:: DATA SECTION

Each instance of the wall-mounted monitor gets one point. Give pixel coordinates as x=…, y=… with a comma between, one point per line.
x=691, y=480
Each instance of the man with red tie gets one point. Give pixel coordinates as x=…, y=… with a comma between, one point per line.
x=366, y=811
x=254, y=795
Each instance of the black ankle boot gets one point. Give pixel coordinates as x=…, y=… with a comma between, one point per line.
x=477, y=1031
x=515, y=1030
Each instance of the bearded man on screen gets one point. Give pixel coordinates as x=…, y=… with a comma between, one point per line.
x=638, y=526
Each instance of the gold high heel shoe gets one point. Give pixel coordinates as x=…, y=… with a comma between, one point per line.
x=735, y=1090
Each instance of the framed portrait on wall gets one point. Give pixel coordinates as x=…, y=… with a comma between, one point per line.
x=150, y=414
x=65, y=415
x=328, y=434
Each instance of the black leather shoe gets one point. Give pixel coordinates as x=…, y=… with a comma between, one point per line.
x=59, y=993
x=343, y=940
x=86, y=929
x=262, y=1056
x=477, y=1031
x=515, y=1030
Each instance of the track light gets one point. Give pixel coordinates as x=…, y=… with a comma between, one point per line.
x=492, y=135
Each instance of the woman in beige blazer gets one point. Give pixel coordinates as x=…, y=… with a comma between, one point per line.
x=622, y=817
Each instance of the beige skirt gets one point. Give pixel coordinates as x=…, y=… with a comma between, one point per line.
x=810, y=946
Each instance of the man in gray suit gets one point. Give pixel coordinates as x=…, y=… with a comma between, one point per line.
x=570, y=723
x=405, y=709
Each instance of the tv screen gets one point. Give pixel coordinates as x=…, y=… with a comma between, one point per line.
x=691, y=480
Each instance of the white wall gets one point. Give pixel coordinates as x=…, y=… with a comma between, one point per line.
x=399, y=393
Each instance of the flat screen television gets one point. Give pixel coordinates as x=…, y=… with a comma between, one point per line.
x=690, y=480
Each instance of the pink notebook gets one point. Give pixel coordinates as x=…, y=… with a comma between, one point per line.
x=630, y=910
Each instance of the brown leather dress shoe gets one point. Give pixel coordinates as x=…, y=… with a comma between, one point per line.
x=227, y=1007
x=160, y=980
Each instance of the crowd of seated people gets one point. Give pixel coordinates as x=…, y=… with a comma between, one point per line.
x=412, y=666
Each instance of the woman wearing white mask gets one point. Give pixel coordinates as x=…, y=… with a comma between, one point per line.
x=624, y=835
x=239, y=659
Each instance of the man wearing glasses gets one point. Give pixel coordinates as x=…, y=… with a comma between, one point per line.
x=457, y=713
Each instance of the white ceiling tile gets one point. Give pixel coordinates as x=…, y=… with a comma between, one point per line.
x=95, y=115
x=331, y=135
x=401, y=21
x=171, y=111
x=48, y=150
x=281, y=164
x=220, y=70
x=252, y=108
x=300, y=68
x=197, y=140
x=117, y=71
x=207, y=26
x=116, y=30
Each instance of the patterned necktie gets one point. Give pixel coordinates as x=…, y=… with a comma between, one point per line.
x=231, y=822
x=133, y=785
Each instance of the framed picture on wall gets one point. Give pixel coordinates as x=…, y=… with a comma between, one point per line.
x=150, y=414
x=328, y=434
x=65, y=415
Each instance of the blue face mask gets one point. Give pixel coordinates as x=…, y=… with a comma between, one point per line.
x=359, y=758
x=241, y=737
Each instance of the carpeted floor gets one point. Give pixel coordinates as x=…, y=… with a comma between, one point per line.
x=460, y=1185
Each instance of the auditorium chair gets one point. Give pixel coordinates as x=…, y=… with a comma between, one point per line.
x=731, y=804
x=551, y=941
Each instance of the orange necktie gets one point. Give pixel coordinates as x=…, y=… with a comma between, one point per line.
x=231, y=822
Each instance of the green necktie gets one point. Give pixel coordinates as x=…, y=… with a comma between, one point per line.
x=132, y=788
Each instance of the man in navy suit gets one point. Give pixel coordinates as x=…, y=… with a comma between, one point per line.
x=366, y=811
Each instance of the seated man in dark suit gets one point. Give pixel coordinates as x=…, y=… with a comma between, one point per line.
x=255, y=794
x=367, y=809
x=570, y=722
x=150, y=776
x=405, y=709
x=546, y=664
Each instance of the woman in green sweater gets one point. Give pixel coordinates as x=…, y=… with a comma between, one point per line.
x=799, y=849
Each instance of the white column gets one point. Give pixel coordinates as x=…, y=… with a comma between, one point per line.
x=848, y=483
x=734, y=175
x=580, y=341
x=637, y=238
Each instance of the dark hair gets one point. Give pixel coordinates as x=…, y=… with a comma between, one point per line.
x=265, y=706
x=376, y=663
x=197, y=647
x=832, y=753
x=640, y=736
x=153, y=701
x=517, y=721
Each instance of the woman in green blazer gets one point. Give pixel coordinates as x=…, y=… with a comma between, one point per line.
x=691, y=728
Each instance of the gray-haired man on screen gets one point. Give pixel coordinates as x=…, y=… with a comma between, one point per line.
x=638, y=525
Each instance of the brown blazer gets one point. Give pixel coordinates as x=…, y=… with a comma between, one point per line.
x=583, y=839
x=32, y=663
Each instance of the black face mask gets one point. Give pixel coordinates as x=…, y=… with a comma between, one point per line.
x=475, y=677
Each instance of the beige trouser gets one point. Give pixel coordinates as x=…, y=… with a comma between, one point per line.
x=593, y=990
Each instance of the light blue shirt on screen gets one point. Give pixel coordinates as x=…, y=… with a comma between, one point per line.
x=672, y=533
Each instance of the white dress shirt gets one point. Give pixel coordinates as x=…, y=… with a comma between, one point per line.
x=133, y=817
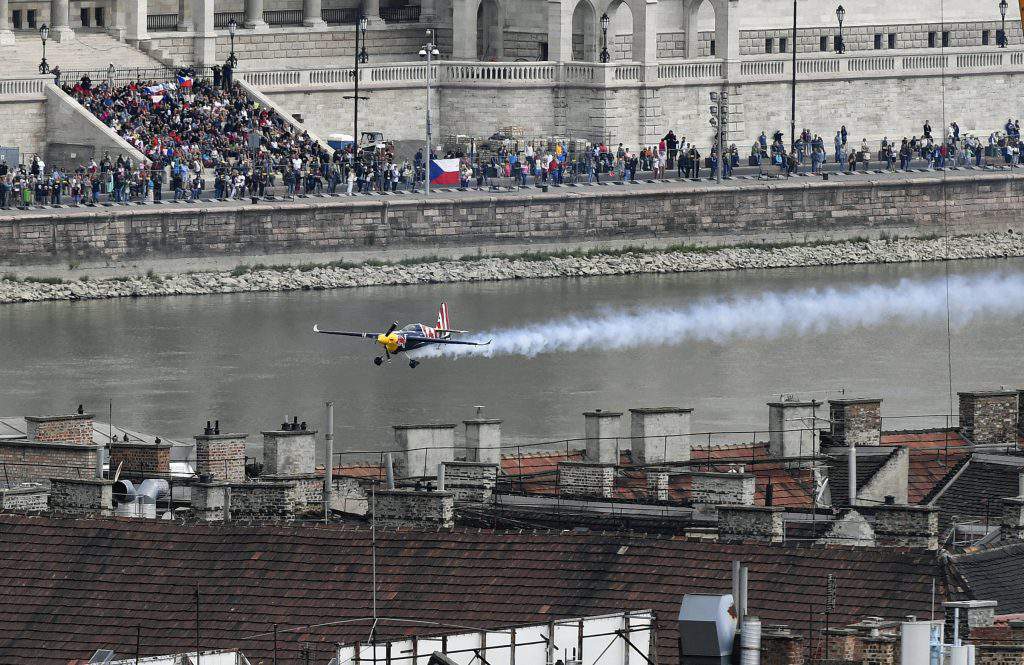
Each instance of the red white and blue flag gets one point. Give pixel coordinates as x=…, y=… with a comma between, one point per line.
x=444, y=171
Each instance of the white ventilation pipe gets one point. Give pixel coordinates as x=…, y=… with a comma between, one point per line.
x=750, y=641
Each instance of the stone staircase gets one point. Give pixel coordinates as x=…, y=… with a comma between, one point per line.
x=89, y=50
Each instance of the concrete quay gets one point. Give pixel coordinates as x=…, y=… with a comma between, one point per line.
x=251, y=279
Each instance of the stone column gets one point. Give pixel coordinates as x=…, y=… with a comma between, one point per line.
x=205, y=39
x=135, y=13
x=184, y=16
x=312, y=13
x=559, y=31
x=6, y=34
x=644, y=32
x=59, y=22
x=254, y=15
x=464, y=30
x=727, y=36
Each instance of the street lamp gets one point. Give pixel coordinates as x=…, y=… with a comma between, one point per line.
x=604, y=38
x=360, y=56
x=1003, y=31
x=44, y=32
x=231, y=27
x=428, y=51
x=841, y=14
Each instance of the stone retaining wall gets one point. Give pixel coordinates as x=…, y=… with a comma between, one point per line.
x=798, y=211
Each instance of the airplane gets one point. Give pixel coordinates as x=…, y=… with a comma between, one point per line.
x=410, y=337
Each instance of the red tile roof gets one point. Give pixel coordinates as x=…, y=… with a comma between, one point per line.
x=73, y=586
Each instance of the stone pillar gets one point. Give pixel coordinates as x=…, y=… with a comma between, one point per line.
x=205, y=37
x=60, y=22
x=312, y=14
x=254, y=15
x=727, y=36
x=134, y=27
x=559, y=31
x=644, y=34
x=464, y=30
x=184, y=16
x=6, y=34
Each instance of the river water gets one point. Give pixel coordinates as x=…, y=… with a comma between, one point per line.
x=170, y=364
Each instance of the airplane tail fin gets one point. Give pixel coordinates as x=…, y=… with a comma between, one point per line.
x=442, y=322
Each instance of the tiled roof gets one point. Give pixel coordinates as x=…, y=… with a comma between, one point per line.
x=995, y=574
x=73, y=586
x=934, y=454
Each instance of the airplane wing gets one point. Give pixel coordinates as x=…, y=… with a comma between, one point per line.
x=345, y=333
x=435, y=340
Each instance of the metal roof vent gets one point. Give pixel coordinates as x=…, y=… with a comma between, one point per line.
x=707, y=629
x=101, y=657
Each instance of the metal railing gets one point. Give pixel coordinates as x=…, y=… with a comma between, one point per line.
x=400, y=14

::::

PROBLEM DETAILS
Give back exactly the lines from the line containing "Each instance of the concrete" to the end of the entries, and no other lines.

RESPONSE
Each instance of the concrete quay gets one point. Give pixel coordinates as x=…, y=… with a comma between, one point per line.
x=251, y=279
Each instance of the stone column gets one point. Give pixel coordinates as x=…, y=… with a comma between, one point per line.
x=205, y=39
x=135, y=13
x=184, y=16
x=312, y=13
x=559, y=31
x=6, y=34
x=644, y=32
x=59, y=22
x=254, y=15
x=464, y=30
x=727, y=36
Each instance of the street lamp gets one point. Give pixel coordinates as x=…, y=… with a comma between, one point per line.
x=604, y=38
x=360, y=56
x=1003, y=31
x=44, y=32
x=231, y=27
x=428, y=51
x=841, y=14
Each instance of the stone retaining wall gets one point. Give pixel coordinates as x=…, y=… with a comma between, one point per line.
x=798, y=211
Each instance of the airplane gets one point. Give pixel coordinates as x=…, y=… with a comma between, one point per line.
x=410, y=337
Each instance of the red tile roof gets one point. Give pixel coordinates as x=…, y=… with a comma between, one point per line.
x=73, y=586
Each instance of the stone pillar gets one point. Give pixel coordinates as x=…, y=… with a comma between, one point per line.
x=205, y=37
x=60, y=22
x=312, y=14
x=254, y=15
x=727, y=36
x=134, y=27
x=559, y=31
x=644, y=34
x=464, y=30
x=184, y=16
x=6, y=34
Each instance of the river water gets one point. Give pixel coordinates as x=…, y=… with a comma between, one point per line.
x=170, y=364
Each instance of the airplane tail fin gets one point. Give pixel coordinates as x=…, y=… with a comma between, one point per line.
x=442, y=322
Each instance of the tiled roof gets one point. Give pixel coordinates as x=…, y=… with a comma between, one point per line.
x=995, y=574
x=73, y=586
x=934, y=454
Each instance of the airplane wing gets one point. Give pixel coordinates as x=…, y=… with a comma between, one point per line.
x=345, y=333
x=435, y=340
Each instance of the metal roof vent gets one point. Give pixel coordinates as x=…, y=… with a comma between, one point per line.
x=707, y=629
x=101, y=657
Each instance of the metal railing gets one point. Give pixel coordinates as x=…, y=… with a comma between, one point per line.
x=400, y=14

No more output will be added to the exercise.